▸ Selection:
---

I saw people advocate to not use eval, because is evil, but I saw the same people use Function and setTimeout dynamically, so they use eval under the hoods :D
BTW, if your sandbox is not sure enough (for example, if you're working on a site that allow code injection) eval is the last of your problems. The basic rule of security is that all input is evil, but in case of JavaScript even JavaScript itself could be evil, because in JavaScript you can overwrite any function and you just can't be sure you're using the real one, so, if a malicious code start before you, you can't trust any JavaScript built-in function :D
Now the epilogue to this post is:
If you REALLY need it (80% of the time eval is NOT needed) and you're sure of what you' re doing, just use eval (or better Function ;) ), closures and OOP cover the 80/90% of the case where eval can be replaced using another kind of logic, the rest is dynamically generated code (for example, if you're writing an interpreter) and as you already said evaluating JSON (here you can use the Crockford safe evaluation ;) )

The only instance when you should be using eval() is when you need to run dynamic JS on the fly. I'm talking about JS that you download asynchronously from the server...

---

Point labeling examples:
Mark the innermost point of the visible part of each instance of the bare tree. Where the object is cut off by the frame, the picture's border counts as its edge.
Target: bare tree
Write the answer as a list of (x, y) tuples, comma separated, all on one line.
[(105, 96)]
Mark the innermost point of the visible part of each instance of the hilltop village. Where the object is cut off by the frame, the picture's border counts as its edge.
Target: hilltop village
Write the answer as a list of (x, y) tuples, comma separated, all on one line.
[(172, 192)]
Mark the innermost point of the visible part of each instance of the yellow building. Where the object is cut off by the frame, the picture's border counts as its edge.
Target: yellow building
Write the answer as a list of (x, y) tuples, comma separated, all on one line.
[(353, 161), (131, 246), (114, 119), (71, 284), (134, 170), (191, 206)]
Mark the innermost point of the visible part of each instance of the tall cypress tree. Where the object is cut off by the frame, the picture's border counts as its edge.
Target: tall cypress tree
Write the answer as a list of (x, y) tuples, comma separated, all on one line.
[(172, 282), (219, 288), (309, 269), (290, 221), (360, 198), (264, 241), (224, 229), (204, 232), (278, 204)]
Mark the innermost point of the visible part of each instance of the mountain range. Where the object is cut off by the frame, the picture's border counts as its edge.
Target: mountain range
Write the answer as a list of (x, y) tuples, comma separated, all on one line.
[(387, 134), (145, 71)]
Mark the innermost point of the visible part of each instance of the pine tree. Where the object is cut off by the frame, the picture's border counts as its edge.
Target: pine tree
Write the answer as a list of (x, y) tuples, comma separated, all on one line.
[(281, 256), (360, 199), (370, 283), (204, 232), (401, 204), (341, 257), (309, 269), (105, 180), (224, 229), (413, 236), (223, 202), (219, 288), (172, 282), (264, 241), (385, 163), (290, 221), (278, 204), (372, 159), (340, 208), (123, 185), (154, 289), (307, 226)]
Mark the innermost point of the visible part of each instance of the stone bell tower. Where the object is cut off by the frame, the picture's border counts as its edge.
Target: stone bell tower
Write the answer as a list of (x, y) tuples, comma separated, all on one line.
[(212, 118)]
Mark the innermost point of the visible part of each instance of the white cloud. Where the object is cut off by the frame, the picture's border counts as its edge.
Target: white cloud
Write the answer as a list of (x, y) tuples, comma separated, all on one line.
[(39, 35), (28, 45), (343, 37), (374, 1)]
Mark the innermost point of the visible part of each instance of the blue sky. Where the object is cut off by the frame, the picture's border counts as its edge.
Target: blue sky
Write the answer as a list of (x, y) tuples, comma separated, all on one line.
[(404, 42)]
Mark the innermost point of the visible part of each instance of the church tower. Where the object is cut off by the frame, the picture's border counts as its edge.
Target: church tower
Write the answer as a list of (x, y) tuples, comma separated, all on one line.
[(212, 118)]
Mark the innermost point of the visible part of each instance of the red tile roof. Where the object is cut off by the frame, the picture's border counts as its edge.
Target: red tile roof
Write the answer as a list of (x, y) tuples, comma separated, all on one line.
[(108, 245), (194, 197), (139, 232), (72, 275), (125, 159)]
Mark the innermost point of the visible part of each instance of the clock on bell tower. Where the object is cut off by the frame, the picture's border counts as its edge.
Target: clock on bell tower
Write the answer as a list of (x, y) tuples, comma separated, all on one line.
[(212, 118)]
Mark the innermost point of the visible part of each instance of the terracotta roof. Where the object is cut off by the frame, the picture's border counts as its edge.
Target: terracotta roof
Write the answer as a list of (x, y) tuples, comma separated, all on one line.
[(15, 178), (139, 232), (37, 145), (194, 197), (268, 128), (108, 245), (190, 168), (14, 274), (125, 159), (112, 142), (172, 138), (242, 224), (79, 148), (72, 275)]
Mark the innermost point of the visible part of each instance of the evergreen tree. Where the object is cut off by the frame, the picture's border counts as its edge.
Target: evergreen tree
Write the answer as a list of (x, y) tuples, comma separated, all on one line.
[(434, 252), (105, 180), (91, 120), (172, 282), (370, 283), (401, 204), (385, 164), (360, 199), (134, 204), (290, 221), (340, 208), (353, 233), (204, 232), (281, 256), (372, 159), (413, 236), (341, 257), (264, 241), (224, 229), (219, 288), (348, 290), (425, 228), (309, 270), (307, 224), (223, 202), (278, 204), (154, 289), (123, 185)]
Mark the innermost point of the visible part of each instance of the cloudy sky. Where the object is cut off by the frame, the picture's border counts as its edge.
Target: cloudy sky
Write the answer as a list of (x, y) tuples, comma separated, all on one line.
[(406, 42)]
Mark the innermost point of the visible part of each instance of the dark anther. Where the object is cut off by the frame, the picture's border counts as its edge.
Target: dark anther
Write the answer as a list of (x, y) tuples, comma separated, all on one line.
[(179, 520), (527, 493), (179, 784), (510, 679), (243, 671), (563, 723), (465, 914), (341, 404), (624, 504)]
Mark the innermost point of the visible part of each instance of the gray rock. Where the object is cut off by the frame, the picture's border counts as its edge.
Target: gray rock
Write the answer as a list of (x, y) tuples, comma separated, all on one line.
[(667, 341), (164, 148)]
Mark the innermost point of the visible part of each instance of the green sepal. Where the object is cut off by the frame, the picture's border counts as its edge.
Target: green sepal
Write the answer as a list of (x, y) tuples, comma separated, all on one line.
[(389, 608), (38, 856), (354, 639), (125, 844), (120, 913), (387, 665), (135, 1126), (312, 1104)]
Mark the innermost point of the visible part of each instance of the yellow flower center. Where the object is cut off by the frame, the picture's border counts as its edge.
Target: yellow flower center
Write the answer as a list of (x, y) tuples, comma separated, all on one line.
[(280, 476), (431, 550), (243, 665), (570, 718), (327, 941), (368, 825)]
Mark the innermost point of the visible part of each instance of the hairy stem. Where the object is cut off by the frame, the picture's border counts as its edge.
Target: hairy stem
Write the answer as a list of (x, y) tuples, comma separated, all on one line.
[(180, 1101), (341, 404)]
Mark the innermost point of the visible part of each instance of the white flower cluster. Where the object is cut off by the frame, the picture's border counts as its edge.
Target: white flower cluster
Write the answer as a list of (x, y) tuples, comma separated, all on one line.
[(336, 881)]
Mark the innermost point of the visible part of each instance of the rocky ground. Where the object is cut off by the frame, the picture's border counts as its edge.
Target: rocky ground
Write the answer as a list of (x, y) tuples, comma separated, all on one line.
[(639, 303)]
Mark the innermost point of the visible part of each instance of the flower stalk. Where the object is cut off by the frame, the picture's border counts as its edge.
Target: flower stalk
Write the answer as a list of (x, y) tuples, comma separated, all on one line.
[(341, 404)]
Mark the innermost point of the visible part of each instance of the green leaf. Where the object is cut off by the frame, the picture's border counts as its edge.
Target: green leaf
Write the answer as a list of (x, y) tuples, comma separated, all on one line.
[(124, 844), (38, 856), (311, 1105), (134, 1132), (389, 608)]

---

▸ Problems to solve:
A – Summarize the eval discussion in two sentences.
B – Copy the eval discussion word for word from "The only instance" to "from the server...".

▸ Worked solutions:
A – People who warn against eval still use Function and setTimeout dynamically, which use eval under the hood, and on a site that allows code injection eval is a minor concern because any JavaScript function, built-ins included, can be overwritten by malicious code. Eval is rarely needed, since closures and OOP cover most cases, but it fits dynamically generated code, evaluating JSON, and running JavaScript downloaded asynchronously from the server.

B –
The only instance when you should be using eval() is when you need to run dynamic JS on the fly. I'm talking about JS that you download asynchronously from the server...